To-do list:
A) Does the Halloween safety article below agree with each of these statements? For each, answer yes or no and quote the words from the article that decide it. (i) The article recommends stapling extension cords in place so no one trips over them. (ii) The article warns against jumping out to scare guests near stairs. (iii) The article names corn stalks as a decoration to avoid because of fire risk.
B) Extend the Halloween safety article below, starting right after its last sentence.

Selected passage:
The Legal Insider

October 2018

How to Prepare for Trick o'Treaters

Any other day of the year, if strangers approached a person's home looking for a handout of sweets and treats, they may not be received well. However, in the spirit of Halloween, homeowners flock to grocery stores to ensure they have the best candy in town and enough to feed the masses. If this is you, there are a few other things you may want to consider before the witching hour and your ghoul, goblin, and ghostly guests arrive.

Liability never goes on vacation, so think about what could cause you a problem before it starts. The following tips will help in preventing a Halloween premises liability lawsuit before it starts:

  • Keep Yard and Entryway Well‐Lit: Though darkness is a Halloween theme, it can pose a tripping hazard for trick o'treaters. If you have any low‐hanging decorations or other obstacles, be mindful of where they are placed to ensure no one gets hurt. If you plan to jump out and scare guests, don't do it anywhere near stairs.
  • Secure Extension Cords and Other Electrical Wiring: Safely secure extension cords and other electrical wiring so that nobody trips over them. Never staple or nail through wiring, and avoid overloading your electrical outlets.
  • How to Prepare for Trick o’Treaters
  • Use LED Lights and Battery‐Operated Candles: It's likely that one too many house fires prompted the invention of LED lights and battery-operated candles. Great for lighting‐up pumpkins and creating a spooky glow, non‐flammable lighting options are the way to go.
  • Avoid Combustible Decorations: In conjunction with non‐flammable lighting, avoiding decorations that are flammable is wise. Crepe paper, corn stalks, and other dried plant matter may look like Halloween, but a fire will certainly ruin the mood.
  • Avoid Offensive Decorations: Though having a bloody mannequin escaping a front yard grave may sound like a great Halloween decoration, your neighbors with small children may not agree. Avoid particularly gruesome decorations, and if you're not quite sure, err on the side of caution.

Record list:
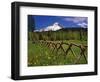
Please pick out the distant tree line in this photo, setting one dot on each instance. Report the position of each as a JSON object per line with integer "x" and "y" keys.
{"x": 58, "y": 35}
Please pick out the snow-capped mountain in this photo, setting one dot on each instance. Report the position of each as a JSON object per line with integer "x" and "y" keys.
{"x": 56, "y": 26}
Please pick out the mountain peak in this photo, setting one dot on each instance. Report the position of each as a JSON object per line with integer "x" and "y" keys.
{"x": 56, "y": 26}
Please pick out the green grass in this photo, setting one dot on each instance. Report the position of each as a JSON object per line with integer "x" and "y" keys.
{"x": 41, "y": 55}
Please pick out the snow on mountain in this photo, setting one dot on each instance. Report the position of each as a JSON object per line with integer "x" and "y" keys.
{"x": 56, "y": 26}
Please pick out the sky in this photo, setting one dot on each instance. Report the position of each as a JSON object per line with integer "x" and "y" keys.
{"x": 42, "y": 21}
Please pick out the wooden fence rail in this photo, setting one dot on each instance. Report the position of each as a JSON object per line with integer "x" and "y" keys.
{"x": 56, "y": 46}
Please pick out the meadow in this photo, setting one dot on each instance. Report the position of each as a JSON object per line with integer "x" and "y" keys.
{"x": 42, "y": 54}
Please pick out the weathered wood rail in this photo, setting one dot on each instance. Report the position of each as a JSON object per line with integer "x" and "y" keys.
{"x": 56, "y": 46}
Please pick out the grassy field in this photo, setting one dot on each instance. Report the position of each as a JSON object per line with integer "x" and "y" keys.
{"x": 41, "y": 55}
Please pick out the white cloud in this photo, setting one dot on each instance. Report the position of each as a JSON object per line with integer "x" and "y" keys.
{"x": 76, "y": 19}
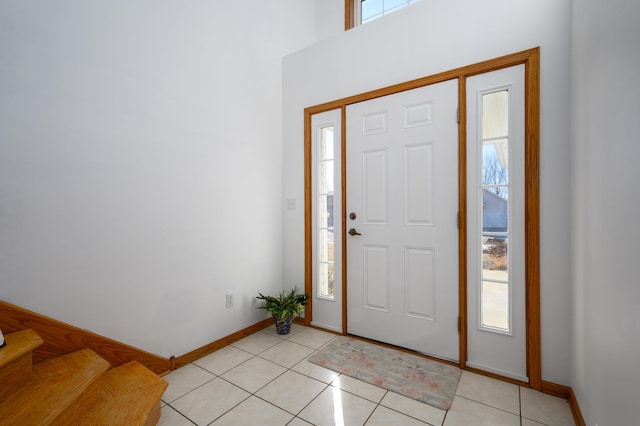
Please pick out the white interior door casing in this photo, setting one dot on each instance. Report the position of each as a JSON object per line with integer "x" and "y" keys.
...
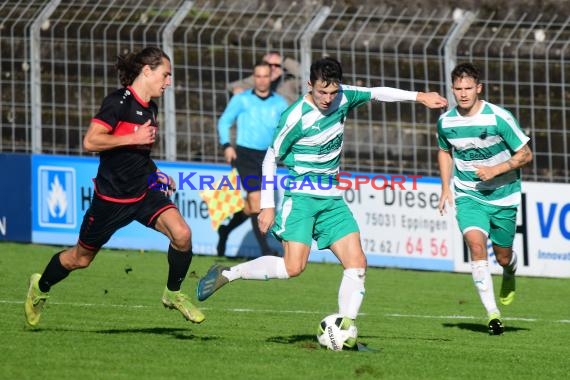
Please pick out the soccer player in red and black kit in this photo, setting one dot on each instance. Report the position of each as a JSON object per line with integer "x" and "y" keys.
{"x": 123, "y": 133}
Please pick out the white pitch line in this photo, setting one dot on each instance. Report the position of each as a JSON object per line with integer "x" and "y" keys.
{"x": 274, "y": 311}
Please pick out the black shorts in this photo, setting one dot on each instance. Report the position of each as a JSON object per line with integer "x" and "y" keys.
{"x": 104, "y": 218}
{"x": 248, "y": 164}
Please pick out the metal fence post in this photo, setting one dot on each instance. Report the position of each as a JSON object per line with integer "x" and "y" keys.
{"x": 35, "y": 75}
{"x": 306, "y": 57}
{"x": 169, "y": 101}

Answer list:
A)
(i) No: "Never staple or nail through wiring"
(ii) Yes: "If you plan to jump out and scare guests, don't do it anywhere near stairs."
(iii) Yes: "Crepe paper, corn stalks, and other dried plant matter may look like Halloween, but a fire will certainly ruin the mood."

B)
  • Keep Your Dog Away: If you have a pet, avoid a dog bite claim by putting the animal in a secure room in the house, or leaving him with a trusted friend or family member. Halloween and its creatures can be scary for pets, and an animal bite lawsuit would certainly be terrifying for you.

For homeowners, Halloween is a wonderful holiday to showboat frightening decorating skills. In terms of liability, a little preparation goes a long way. Be sure to check your liability protection in your homeowners insurance policy before the big day, and of course, never run out of candy.

Costume Safety 101

There aren't too many things that are more adorable than munchkins running around dressed as superheroes, baby lions, princesses, and little cowboys. Unfortunately, there have been incidents where children have been harmed as a result of flammable clothing, costumes that can cause seizures, and accidents involving drivers that were unable to see pedestrians dressed in dark clothing.

  • Flame‐Resistant Clothing: If you are buying a pre‐made costume, be sure it is made of flame‐resistant clothing. The same goes for making your child's costume. Nylon and polyester are considered flame‐resistant material, and you should look for labels that state so, along with a visible CE mark. A single, heavier layer is safer than several, frilly layers when it comes to fire safety. Pick a costume made of one material, and wear clothes under the costume, such as tights or jeans, as this will create a barrier between the costume and skin.
  • Just Say No to Capes: Though capes add flair, they can pose a tripping hazard, but even worse, a strangulation risk. Additionally, avoid costume jewelry that is tight around the throat, and any other type of rope, sash, or cord that may pose a threat of strangulation.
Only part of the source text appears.